# Samsung Home Theatre DIY repair advice



## Kizzaaah (May 25, 2013)

Hi,

I am hoping that someone here may be able to offer some advice or point me in the right direction...

I just recently bought a Samsung Home Theatre HT-TWZ 312 system, with 5 speakers surround sound, off a guy for $5. He told me that it works but it got some water damage. Told me that he was going to try fix it but the repair man told him it would cost $250 so he just went out and bought a new one. I have it all set-up, using the wireless for the rear speakers. It works for about 5-10 minutes, sounds great, but then the front 3 speakers die down, the rear speakers work fine still. I assume because they are not plugged directly into the receiver. I noticed that after about 5-10 minutes the fan stops working, that's when the speakers die down. I turned it off, waited for about a minute and then turned it back on and it comes up with "protect" and shuts off again. I then unplug it for a little while, plug it back in and go through the same process again. Looking around online I read that it does this because of over heating or some kind of malfunction.

I unplugged it all, pulled the cover off and had a look, but I am newish to this, so I don't know exactly what everything inside does. Nothing looks broken, to me it all looks fine. I know this part can be dangerous, I simply wanted to observe, no touching. I plugged it back in, no speakers or anything attached, and it ran perfectly fine for 30 minutes then I shut it off. 

Am I right in thinking that this may be an overheating issue? Do you think that this could possibly be an easy fix? Or is the repair guy right and could cost $250? One more question  Do you know of a website that could show me what everything inside does so I have a better understanding? 

If anyone could help or point me in the right direction I will really appreciate it.

Cheers!

Kiz


----------



## lcaillo (May 2, 2006)

You are likely correct about something overheating. I'd be looking for that with an infrared meter and using freeze spray to cool to verify.

Most repairs are done at the board level these days, and few boards can be replaced for less than $250. The estimate you got was likely based on board level repair or a guess to get rid of you.


----------



## Kizzaaah (May 25, 2013)

Thanks Icaillo for the quick reply! I will definitely try with the infrared meter and freeze spray. I don't have the equipment myself, but I have a friend who would. 

Thanks for the insight about the boards aswell, I thought that might've been the case.


----------

→ **WRITTEN REQUEST 1**: In the home theater repair thread, translate this sentence into Spanish: "You are likely correct about something overheating."

→ **WORKING DATA**:
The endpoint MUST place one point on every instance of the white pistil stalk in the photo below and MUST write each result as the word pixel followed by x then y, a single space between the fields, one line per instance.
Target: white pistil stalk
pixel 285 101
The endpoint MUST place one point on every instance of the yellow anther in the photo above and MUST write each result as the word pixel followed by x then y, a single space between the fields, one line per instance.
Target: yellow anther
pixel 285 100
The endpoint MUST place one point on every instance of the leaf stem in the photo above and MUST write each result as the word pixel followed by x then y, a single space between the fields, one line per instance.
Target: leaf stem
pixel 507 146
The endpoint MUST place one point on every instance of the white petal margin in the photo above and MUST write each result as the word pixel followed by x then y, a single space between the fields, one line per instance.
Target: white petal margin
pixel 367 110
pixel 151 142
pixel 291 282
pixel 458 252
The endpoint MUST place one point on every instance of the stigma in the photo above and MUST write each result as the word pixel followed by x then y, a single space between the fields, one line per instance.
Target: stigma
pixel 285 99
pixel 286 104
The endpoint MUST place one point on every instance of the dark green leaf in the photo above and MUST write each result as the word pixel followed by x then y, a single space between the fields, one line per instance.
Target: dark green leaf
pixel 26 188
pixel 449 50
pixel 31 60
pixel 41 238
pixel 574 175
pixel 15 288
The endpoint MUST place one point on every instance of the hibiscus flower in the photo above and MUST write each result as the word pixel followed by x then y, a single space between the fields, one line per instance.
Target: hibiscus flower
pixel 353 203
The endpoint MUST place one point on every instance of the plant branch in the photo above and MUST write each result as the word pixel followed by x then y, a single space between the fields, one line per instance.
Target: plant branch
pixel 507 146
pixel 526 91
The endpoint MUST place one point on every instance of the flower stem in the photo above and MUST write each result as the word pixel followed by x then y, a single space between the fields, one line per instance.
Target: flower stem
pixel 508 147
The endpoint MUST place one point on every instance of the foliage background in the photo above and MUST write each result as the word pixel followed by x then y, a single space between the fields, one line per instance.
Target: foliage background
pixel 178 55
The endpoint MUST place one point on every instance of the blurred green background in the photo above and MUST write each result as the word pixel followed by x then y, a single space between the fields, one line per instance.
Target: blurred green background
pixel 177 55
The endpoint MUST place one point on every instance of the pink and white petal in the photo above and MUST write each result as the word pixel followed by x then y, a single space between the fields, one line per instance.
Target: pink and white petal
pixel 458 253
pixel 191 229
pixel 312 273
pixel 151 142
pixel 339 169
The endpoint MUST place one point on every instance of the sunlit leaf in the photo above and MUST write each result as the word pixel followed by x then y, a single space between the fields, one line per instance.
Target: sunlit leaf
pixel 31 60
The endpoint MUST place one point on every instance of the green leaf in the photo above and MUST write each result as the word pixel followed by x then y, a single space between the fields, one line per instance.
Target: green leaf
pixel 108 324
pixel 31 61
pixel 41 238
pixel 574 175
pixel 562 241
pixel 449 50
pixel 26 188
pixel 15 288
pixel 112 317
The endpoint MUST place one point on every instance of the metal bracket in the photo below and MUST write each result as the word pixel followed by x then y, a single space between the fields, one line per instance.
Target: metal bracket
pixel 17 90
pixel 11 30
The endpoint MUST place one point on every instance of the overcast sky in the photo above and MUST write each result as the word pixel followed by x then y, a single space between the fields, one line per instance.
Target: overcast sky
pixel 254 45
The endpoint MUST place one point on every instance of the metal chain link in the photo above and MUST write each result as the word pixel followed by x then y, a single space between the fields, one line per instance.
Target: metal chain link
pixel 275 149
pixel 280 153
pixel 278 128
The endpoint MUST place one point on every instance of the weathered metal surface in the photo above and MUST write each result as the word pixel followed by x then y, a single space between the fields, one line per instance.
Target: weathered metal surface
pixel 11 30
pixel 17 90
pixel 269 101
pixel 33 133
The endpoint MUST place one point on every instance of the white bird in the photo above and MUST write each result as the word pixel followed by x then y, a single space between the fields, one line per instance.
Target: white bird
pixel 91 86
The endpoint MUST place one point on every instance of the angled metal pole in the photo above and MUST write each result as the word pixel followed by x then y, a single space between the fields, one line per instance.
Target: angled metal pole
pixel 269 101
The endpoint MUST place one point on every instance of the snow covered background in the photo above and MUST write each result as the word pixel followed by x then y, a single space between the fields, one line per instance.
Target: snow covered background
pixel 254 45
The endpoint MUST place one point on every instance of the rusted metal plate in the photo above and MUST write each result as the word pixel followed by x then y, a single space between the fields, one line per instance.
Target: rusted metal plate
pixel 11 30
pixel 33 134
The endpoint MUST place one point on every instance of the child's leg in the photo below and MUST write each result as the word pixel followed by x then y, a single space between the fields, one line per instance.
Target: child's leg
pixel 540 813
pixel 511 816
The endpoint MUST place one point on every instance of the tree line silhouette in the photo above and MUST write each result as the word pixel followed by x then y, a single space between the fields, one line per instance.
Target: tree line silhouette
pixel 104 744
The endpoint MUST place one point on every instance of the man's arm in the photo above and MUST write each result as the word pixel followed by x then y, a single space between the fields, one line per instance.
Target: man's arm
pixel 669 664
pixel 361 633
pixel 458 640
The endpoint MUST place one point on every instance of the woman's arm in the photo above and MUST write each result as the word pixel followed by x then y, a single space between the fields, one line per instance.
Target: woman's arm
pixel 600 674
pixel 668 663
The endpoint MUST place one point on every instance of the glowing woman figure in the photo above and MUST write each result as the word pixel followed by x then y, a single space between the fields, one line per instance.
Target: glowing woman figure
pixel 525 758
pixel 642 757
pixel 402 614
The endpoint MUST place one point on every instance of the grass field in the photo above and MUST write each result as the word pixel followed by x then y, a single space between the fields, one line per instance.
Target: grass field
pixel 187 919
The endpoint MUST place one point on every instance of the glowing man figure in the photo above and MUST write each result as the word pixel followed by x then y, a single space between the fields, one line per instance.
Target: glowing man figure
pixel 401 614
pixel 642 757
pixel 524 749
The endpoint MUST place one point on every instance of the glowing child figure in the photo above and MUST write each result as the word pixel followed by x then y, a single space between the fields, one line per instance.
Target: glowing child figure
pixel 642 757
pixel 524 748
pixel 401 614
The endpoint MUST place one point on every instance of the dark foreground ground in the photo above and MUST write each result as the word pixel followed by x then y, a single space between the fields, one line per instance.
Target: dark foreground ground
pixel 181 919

→ **WRITTEN REQUEST 2**: Please write out the entries above without changes, beginning at their first line and stopping after the line that has "pixel 286 104".

→ **RIGHT ANSWER 1**: Probablemente tienes razón en que algo se está sobrecalentando.

→ **RIGHT ANSWER 2**:
The endpoint MUST place one point on every instance of the white pistil stalk in the photo below and MUST write each result as the word pixel followed by x then y, a single space between the fields, one line per instance.
Target: white pistil stalk
pixel 285 101
The endpoint MUST place one point on every instance of the yellow anther in the photo above and MUST write each result as the word pixel followed by x then y, a single space between the fields, one line per instance.
Target: yellow anther
pixel 285 100
The endpoint MUST place one point on every instance of the leaf stem in the photo above and MUST write each result as the word pixel followed by x then y, a single space between the fields, one line per instance.
Target: leaf stem
pixel 507 146
The endpoint MUST place one point on every instance of the white petal margin in the photo above and MUST write each result as the word pixel followed by x then y, a single space between the fields, one line per instance.
Target: white petal margin
pixel 367 110
pixel 151 142
pixel 291 282
pixel 458 252
The endpoint MUST place one point on every instance of the stigma in the photo above and MUST write each result as the word pixel followed by x then y, a single space between the fields, one line per instance.
Target: stigma
pixel 285 99
pixel 286 104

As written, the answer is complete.